• September 30, 2023

Calculating Premiums with the Right Technology

​Insurance products don’t have uniform prices, rather each policy has a specific premium. Despite the fact that insurance companies rely on many of the same factors, each provider has its own way of calculating premiums.

What Are Premiums? 

An insurance premium is the amount a customer pays for the policy, and is generally paid in monthly or annual installments.


Seeing that insurers collect premiums in advance, they need to be able to anticipate how much money is required to pay out future insurance claims. 

Reliable predictions require volumes of detailed customer data, collected over many years. Insurers’ underwriting department synthesizes data from countless sources to calculate premiums. 

Common Factors Used

Let’s take a quick look at some of the most important factors that carriers use to calculate insurance premiums:

  • Age: Providers use the candidate’s age because that's the most critical variable in determining the price of health and life insurance policies.
  • Scope: Comprehensive policies are more expensive.
  • Personal Information: An insurer may look at different factors, including an applicant’s claims history, medical history, and whether they were involved in car accidents.

While these are some of the most common factors used in a premium calculation, it is necessary to find more factors that help generate better prices.

Home Insurance Premiums 

The location of the property is an important factor. Insurers consider past non-natural losses such as break-ins, vandalism, or burglary. 


The way a property is built determines prices since some types of properties are more susceptible to damage.


The way a policyholder uses their property determines premiums. For example, empty houses are more expensive to insure, because there are no residents that can take immediate action to address any damage that might occur. 

Property Use

Premiums are also affected depending on whether the insured property is the main residence or a vacation home. Primary residences come with the least amount of risk and therefore cost less to secure and insure.

Modern Approach to Calculation

Insurance carriers use actuaries who build complex mathematical formulas to determine risk and help issue premiums.

Many insurance carriers use ready-made business software to calculate their premiums. While these software solutions provide accurate pricing, carriers are restricted to the formulas already deployed in these software tools.

### PROBLEM REQUIREMENTS
Could you print the passage of the premiums article from "While these are" up to and including "that might occur.", copied exactly?

### SOURCE MATERIAL
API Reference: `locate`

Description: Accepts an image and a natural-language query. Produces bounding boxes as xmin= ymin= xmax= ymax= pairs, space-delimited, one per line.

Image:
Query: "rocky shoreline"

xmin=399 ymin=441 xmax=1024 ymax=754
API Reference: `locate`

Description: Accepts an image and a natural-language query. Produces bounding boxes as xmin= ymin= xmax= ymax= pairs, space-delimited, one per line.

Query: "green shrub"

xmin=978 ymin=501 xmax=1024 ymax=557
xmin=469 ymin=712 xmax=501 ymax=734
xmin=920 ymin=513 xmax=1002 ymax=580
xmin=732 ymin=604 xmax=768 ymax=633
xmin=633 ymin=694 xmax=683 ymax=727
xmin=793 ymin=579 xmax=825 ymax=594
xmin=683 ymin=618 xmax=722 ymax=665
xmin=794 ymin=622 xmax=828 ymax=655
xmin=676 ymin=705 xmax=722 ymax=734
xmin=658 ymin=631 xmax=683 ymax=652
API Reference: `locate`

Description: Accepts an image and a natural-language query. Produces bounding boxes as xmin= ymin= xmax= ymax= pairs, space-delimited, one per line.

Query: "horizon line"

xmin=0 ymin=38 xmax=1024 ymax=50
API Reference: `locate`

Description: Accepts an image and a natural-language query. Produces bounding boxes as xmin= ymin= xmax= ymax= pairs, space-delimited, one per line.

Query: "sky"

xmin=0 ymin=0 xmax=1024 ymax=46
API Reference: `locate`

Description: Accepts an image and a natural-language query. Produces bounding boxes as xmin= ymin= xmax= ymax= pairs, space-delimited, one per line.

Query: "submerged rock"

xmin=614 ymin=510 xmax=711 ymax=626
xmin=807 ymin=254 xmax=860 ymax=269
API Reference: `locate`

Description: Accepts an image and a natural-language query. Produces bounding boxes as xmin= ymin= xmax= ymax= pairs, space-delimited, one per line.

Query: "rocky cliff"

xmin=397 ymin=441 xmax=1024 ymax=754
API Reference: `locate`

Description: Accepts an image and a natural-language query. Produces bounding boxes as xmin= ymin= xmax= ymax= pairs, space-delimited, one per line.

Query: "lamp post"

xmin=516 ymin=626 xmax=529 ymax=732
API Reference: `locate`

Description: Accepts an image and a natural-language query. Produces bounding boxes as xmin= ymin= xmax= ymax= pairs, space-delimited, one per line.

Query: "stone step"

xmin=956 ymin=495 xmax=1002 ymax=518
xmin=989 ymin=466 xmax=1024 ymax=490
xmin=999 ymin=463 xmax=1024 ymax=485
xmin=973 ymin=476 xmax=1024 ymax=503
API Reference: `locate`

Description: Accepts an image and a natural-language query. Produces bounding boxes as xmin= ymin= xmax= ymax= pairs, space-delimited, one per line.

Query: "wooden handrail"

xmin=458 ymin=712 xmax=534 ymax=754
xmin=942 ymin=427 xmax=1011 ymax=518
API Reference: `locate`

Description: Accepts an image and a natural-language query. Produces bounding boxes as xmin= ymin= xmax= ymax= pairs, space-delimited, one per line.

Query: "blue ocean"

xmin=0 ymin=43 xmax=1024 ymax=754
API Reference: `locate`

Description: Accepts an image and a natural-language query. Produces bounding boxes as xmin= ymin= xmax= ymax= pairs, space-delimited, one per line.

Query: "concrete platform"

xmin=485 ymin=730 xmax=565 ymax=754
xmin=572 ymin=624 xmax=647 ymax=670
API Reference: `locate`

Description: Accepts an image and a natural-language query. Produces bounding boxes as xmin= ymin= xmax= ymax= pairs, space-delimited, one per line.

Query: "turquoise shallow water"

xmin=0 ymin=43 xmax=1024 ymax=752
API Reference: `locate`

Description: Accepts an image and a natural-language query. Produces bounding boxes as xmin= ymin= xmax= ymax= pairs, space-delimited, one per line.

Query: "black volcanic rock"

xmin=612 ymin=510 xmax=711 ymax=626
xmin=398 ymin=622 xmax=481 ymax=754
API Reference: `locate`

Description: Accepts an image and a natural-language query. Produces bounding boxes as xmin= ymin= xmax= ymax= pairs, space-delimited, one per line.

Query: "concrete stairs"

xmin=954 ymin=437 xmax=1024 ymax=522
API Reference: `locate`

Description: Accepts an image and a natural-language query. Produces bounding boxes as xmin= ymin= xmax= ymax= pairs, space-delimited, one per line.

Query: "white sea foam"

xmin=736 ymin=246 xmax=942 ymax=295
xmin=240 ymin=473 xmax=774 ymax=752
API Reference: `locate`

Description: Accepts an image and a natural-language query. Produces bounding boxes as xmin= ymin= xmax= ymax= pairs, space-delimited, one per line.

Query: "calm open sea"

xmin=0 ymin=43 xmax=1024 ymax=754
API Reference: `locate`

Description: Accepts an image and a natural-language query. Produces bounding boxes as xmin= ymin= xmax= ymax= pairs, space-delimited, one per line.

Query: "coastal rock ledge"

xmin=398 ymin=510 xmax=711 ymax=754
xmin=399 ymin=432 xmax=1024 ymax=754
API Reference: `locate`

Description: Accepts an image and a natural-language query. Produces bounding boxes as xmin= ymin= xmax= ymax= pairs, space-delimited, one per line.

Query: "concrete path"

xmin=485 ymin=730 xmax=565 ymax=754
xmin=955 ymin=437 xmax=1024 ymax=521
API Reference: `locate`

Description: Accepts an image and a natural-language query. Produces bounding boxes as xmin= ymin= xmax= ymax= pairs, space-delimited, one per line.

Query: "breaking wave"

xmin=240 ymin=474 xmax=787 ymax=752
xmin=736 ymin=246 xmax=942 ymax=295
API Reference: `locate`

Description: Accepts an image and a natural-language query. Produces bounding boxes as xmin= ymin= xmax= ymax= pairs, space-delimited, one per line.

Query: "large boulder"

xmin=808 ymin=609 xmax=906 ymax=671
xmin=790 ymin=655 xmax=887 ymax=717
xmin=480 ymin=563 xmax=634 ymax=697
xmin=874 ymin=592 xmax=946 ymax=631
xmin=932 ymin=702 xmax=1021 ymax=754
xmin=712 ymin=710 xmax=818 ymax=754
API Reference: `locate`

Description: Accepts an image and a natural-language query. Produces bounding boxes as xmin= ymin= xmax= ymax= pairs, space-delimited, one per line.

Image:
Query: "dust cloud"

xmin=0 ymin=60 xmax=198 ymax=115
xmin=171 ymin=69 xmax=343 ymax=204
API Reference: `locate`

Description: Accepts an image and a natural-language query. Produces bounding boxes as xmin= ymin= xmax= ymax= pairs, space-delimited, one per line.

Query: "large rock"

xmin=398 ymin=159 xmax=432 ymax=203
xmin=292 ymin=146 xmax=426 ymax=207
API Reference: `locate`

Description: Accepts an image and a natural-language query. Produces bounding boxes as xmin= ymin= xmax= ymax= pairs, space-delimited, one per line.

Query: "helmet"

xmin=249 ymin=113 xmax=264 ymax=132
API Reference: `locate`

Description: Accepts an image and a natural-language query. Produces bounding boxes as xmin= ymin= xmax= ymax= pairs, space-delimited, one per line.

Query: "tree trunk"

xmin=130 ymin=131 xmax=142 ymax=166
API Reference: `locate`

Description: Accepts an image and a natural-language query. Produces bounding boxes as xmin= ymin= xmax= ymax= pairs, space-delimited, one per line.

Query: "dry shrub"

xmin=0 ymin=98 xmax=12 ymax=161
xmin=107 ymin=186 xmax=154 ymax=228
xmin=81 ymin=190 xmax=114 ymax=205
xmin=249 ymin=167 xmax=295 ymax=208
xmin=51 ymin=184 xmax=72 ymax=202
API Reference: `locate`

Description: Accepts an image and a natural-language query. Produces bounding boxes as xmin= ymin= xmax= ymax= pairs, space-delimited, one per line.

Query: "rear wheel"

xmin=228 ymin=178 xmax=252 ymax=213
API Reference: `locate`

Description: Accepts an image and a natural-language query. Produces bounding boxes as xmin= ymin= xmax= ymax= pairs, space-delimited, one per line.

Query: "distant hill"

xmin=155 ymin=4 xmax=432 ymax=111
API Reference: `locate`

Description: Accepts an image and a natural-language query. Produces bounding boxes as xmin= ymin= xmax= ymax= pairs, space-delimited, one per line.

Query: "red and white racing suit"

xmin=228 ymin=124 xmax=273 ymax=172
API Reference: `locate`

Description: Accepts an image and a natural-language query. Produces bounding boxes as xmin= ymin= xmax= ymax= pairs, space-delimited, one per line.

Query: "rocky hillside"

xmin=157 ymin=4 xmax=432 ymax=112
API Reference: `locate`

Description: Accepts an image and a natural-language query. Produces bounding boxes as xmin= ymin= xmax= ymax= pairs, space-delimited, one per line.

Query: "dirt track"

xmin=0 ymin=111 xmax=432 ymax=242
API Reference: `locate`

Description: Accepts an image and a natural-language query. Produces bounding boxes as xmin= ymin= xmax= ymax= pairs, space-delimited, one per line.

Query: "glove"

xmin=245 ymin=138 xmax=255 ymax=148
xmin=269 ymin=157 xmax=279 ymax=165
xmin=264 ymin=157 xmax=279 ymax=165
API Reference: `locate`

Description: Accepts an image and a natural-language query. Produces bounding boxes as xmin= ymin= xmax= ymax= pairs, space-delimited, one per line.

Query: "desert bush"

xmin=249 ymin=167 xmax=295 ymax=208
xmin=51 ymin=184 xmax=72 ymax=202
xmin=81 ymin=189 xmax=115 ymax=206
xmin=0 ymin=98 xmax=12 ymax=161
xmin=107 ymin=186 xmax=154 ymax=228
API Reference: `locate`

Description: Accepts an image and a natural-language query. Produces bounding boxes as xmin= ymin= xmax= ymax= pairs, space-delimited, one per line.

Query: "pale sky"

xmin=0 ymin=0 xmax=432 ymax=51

### WRITTEN ANSWER
While these are some of the most common factors used in a premium calculation, it is necessary to find more factors that help generate better prices.

Home Insurance Premiums 

The location of the property is an important factor. Insurers consider past non-natural losses such as break-ins, vandalism, or burglary. 


The way a property is built determines prices since some types of properties are more susceptible to damage.


The way a policyholder uses their property determines premiums. For example, empty houses are more expensive to insure, because there are no residents that can take immediate action to address any damage that might occur.